How to setup Nutch and Hadoop on Ubuntu 6.06

Prerequisites

To run Hadoop one needs at least 2 computers to make use of a real distributed file system, it can also run on a single machine but than no use is made of the distributed capabilities.

Nutch is written in Java, so the java compiler and runtime are needed as well as ant. Hadoop makes use of ssh clients and servers on all machines. Lucene needs an servlet container, I used tomcat5.

To be able to login as root with su execute the following command and enter the new password for root as prompted.

sudo passwd

Login as root

su

Enable the universe and multiverse repositories by editing the apt sources.list file.

vi /etc/apt/sources.list 

Or execute the following if you are in the Netherlands and are using Ubuntu 6.06 Dapper.

echo "deb http://nl.archive.ubuntu.com/ubuntu/ dapper universe multiverse" >> /etc/apt/sources.list
echo "deb-src http://nl.archive.ubuntu.com/ubuntu/ dapper universe multiverse" >> /etc/apt/sources.list

Update the apt cache

apt-get update

Install the necessary packages for Nutch (java and ssh) on all machines

apt-get install sun-java5-jre
apt-get install ssh

update-alternatives --config java
#select /usr/lib/jvm/java-1.5.0-sun/jre/bin/java

And for the search web server

apt-get install apache2
apt-get install sun-java5-jdk
apt-get install tomcat5

Configure tomcat by editing /etc/default/tomcat5

 
vi /etc/default/tomcat5
#Add JAVA_HOME=/usr/lib/jvm/java-1.5.0-sun/

Or execute the following

echo "JAVA_HOME=/usr/lib/jvm/java-1.5.0-sun/" >> /etc/default/tomcat5

Build nutch

Download Nutch, this includes Hadoop and Lucene. I used the latest nightly build, which was at the time of writing 2007-02-06. Nutch nightly

Unpack the tarball to nutch-nightly and build it with ant.

tar -xvzf nutch-2007-02-06.tar.gz
cd nutch-nightly
mkdir /nutch-build
echo "/nutch-build" >> build.properties
ant package

Setup

Prepare the machines

Create the nutch user on each machine and create the necessary directories for nutch

ssh root@???

mkdir /nutch-0.9.0
mkdir /nutch-0.9.0/search
mkdir /nutch-0.9.0/filesystem
mkdir /nutch-0.9.0/local
mkdir /nutch-0.9.0/home

groupadd users
useradd -d /nutch-0.9.0/home -g users nutch
passwd nutch

chown -R nutch:users /nutch-0.9.0
exit

Install and configure nutch and hadoop

Install nutch on the namenode (the master) and add the following variables to the hadoop-env.sh shell script.

Raw records:
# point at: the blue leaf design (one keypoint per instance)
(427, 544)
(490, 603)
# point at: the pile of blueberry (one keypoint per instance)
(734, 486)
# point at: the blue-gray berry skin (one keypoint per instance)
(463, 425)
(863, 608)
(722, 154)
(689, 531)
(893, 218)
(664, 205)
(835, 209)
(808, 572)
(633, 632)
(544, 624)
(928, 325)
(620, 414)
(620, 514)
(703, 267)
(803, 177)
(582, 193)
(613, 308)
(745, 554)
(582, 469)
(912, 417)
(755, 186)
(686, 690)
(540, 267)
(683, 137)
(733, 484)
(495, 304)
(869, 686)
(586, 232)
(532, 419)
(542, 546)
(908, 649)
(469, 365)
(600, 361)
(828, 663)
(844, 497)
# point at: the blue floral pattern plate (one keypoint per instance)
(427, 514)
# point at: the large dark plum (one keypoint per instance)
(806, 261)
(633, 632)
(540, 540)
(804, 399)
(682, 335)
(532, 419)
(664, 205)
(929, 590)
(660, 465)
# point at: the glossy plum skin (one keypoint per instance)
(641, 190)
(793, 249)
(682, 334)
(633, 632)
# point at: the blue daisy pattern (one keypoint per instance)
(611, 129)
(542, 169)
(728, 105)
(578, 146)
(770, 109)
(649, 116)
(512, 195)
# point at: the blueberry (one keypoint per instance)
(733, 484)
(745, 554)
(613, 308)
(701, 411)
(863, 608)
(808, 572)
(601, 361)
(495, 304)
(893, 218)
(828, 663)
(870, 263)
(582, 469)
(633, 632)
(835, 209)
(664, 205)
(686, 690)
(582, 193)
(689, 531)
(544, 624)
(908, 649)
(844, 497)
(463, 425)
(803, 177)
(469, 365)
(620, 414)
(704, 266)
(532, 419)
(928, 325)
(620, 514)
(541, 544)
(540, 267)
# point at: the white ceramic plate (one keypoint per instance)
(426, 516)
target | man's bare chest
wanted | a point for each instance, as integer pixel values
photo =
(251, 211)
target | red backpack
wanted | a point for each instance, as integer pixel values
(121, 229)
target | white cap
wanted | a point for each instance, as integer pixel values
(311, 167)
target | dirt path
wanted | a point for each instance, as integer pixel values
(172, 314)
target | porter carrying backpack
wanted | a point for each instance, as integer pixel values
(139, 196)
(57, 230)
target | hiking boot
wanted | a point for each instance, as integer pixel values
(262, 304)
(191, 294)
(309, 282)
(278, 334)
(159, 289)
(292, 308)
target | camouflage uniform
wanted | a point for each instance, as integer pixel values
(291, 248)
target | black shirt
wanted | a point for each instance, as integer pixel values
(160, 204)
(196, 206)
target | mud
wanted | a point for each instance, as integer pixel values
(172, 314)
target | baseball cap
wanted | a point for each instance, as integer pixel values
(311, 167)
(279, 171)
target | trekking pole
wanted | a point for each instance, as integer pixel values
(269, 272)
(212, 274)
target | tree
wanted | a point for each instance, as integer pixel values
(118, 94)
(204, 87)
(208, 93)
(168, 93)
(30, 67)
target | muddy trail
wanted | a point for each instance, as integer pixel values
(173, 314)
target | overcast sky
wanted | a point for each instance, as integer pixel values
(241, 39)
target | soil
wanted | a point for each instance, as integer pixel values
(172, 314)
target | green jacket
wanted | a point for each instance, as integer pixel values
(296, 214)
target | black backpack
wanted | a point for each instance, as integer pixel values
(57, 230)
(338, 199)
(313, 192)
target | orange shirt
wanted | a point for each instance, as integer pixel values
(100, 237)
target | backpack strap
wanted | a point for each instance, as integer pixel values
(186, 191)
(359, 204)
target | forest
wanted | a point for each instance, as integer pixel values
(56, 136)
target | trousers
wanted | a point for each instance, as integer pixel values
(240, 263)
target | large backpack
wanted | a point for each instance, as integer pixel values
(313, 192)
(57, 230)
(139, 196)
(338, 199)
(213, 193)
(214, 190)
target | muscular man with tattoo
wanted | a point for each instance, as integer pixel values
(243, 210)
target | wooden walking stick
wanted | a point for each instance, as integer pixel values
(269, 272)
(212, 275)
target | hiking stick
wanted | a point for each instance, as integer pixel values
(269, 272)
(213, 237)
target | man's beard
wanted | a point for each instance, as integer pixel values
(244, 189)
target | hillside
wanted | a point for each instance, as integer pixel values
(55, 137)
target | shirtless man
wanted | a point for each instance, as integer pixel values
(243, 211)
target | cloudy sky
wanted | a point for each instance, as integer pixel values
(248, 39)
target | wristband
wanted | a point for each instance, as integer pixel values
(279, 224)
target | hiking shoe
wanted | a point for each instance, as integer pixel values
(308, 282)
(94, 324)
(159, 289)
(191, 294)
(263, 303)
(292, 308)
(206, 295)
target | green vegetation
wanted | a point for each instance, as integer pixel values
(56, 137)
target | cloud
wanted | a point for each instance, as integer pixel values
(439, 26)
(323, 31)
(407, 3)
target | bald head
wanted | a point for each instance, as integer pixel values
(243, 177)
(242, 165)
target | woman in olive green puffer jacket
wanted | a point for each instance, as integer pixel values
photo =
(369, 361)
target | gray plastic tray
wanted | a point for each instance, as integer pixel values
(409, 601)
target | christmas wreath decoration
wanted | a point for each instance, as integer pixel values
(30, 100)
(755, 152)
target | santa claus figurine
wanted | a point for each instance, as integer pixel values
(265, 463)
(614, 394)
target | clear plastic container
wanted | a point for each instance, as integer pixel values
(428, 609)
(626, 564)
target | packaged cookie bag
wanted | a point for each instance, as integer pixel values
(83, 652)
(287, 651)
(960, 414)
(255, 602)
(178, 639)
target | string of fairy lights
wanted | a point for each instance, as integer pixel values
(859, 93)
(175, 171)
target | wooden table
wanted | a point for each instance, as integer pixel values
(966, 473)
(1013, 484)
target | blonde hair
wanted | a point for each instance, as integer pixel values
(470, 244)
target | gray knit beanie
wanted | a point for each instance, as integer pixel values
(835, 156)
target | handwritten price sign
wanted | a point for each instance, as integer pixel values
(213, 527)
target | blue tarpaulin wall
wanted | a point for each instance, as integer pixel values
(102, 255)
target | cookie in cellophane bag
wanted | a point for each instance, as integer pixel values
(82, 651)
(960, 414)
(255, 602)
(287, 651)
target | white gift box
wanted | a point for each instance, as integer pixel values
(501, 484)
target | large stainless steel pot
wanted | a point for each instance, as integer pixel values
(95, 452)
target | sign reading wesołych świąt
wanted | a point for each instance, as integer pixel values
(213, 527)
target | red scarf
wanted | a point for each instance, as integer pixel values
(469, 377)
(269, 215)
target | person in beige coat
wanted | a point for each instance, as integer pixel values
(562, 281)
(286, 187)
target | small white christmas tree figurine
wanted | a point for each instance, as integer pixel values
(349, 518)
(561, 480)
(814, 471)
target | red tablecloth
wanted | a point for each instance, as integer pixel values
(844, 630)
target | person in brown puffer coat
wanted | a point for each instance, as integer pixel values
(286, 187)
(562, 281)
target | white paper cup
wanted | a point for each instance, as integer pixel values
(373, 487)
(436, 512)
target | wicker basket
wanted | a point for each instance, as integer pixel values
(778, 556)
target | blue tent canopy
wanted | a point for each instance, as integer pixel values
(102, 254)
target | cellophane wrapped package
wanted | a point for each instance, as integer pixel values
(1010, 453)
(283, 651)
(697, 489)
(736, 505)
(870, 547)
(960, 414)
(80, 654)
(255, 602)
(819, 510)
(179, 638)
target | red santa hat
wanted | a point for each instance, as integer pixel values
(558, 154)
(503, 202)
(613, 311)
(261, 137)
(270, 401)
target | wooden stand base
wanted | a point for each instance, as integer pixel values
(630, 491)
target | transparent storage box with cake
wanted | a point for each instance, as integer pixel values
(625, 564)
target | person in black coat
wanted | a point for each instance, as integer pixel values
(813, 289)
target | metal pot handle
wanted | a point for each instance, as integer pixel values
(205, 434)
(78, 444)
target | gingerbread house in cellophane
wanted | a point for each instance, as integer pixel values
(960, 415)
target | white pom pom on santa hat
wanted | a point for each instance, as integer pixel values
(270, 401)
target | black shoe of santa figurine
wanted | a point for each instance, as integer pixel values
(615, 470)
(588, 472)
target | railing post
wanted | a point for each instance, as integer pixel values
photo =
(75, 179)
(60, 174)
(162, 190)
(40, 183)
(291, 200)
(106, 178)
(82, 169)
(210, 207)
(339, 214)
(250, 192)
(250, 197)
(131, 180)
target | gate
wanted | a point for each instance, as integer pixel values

> _Written request 1_
Which packages does the Nutch and Hadoop setup guide install with apt-get install?
> _Written request 2_
Copy the Nutch and Hadoop setup guide word for word between "Prerequisites" and "root as prompted.", inclusive.
The rows come from a different source than the Nutch and Hadoop setup guide.

> _Finished answer 1_
sun-java5-jre, ssh, apache2, sun-java5-jdk, tomcat5

> _Finished answer 2_
Prerequisites

To run Hadoop one needs at least 2 computers to make use of a real distributed file system, it can also run on a single machine but than no use is made of the distributed capabilities.

Nutch is written in Java, so the java compiler and runtime are needed as well as ant. Hadoop makes use of ssh clients and servers on all machines. Lucene needs an servlet container, I used tomcat5.

To be able to login as root with su execute the following command and enter the new password for root as prompted.